◆ Quoted text ◆
CHAPTER XVII.
Sixteenth Year of the War - The Melian Conference - Fate of Melos
THE next summer Alcibiades sailed with twenty ships to Argos and seized the suspected
persons still left of the Lacedaemonian faction to the number of three hundred, whom the
Athenians forthwith lodged in the neighbouring islands of their empire. The Athenians also
made an expedition against the isle of Melos with thirty ships of their own, six Chian,
and two Lesbian vessels, sixteen hundred heavy infantry, three hundred archers, and twenty
mounted archers from Athens, and about fifteen hundred heavy infantry from the allies and
the islanders. The Melians are a colony of Lacedaemon that would not submit to the
Athenians like the other islanders, and at first remained neutral and took no part in the
struggle, but afterwards upon the Athenians using violence and plundering their territory,
assumed an attitude of open hostility. Cleomedes, son of Lycomedes, and Tisias, son of
Tisimachus, the generals, encamping in their territory with the above armament, before
doing any harm to their land, sent envoys to negotiate. These the Melians did not bring
before the people, but bade them state the object of their mission to the magistrates and
the few; upon which the Athenian envoys spoke as follows:
Athenians. Since the negotiations are not to go on before the people, in
order that we may not be able to speak straight on without interruption, and deceive the
ears of the multitude by seductive arguments which would pass without refutation (for we
know that this is the meaning of our being brought before the few), what if you who sit
there were to pursue a method more cautious still? Make no set speech yourselves, but take
us up at whatever you do not like, and settle that before going any farther. And first
tell us if this proposition of ours suits you.

◆ Tasks for this exercise ◆
A. Which people does the Melian Conference chapter name?
B. Continue the Melian Conference chapter from where it stops.

◆ Record excerpts ◆

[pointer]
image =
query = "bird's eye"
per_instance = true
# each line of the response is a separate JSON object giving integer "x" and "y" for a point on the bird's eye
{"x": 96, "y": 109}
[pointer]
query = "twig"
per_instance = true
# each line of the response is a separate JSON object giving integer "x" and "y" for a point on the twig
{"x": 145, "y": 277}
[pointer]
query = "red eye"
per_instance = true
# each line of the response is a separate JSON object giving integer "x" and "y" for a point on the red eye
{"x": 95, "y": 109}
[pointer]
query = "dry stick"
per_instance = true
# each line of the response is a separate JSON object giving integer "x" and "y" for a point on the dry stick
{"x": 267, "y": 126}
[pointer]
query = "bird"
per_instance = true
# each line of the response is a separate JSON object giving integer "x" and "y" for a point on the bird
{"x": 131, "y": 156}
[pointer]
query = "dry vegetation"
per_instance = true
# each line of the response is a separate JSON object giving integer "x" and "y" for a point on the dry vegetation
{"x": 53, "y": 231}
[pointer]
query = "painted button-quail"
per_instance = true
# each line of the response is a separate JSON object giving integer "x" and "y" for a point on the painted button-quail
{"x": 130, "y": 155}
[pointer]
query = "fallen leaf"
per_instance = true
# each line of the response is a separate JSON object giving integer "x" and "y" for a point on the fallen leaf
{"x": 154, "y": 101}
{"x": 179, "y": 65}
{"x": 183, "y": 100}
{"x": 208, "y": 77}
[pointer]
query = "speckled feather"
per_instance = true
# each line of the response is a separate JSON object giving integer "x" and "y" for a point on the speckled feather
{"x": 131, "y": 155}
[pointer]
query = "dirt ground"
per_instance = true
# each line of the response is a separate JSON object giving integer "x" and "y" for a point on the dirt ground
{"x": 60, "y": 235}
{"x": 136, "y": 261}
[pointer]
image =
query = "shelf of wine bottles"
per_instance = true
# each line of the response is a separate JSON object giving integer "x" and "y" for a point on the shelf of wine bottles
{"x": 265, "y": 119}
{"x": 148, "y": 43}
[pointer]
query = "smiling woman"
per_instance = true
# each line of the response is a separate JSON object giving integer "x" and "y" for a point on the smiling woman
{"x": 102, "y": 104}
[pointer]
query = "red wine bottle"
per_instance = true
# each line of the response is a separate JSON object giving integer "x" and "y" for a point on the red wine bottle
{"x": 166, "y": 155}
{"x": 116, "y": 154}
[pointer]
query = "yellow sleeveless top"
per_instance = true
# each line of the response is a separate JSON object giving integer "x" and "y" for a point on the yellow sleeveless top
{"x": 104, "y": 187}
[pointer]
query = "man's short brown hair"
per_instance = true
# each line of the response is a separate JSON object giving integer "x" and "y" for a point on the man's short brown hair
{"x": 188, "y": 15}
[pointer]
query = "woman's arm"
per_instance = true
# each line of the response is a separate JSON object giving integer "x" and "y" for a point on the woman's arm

◆ Answers to the tasks ◆
A. Alcibiades, Cleomedes, Lycomedes, Tisias, Tisimachus

B.
The Melian commissioners answered:
Melians. To the fairness of quietly instructing each other as you propose
there is nothing to object; but your military preparations are too far advanced to agree
with what you say, as we see you are come to be judges in your own cause, and that all we
can reasonably expect from this negotiation is war, if we prove to have right on our side
and refuse to submit, and in the contrary case, slavery.
Athenians. If you have met to reason about presentiments of the future,
or for anything else than to consult for the safety of your state upon the facts that you
see before you, we will give over; otherwise we will go on.
Melians. It is natural and excusable for men in our position to turn more
ways than one both in thought and utterance. However, the question in this conference is,
as you say, the safety of our country; and the discussion, if you please, can proceed in
the way which you propose.
Athenians. For ourselves, we shall not trouble you with specious
pretences- either of how we have a right to our empire because we overthrew the Mede, or
are now attacking you because of wrong that you have done us- and make a long speech which
would not be believed; and in return we hope that you, instead of thinking to influence us
by saying that you did not join the Lacedaemonians, although their colonists, or that you
have done us no wrong, will aim at what is feasible, holding in view the real sentiments
of us both; since you know as well as we do that right, as the world goes, is only in
question between equals in power, while the strong do what they canand the weak suffer
what they must.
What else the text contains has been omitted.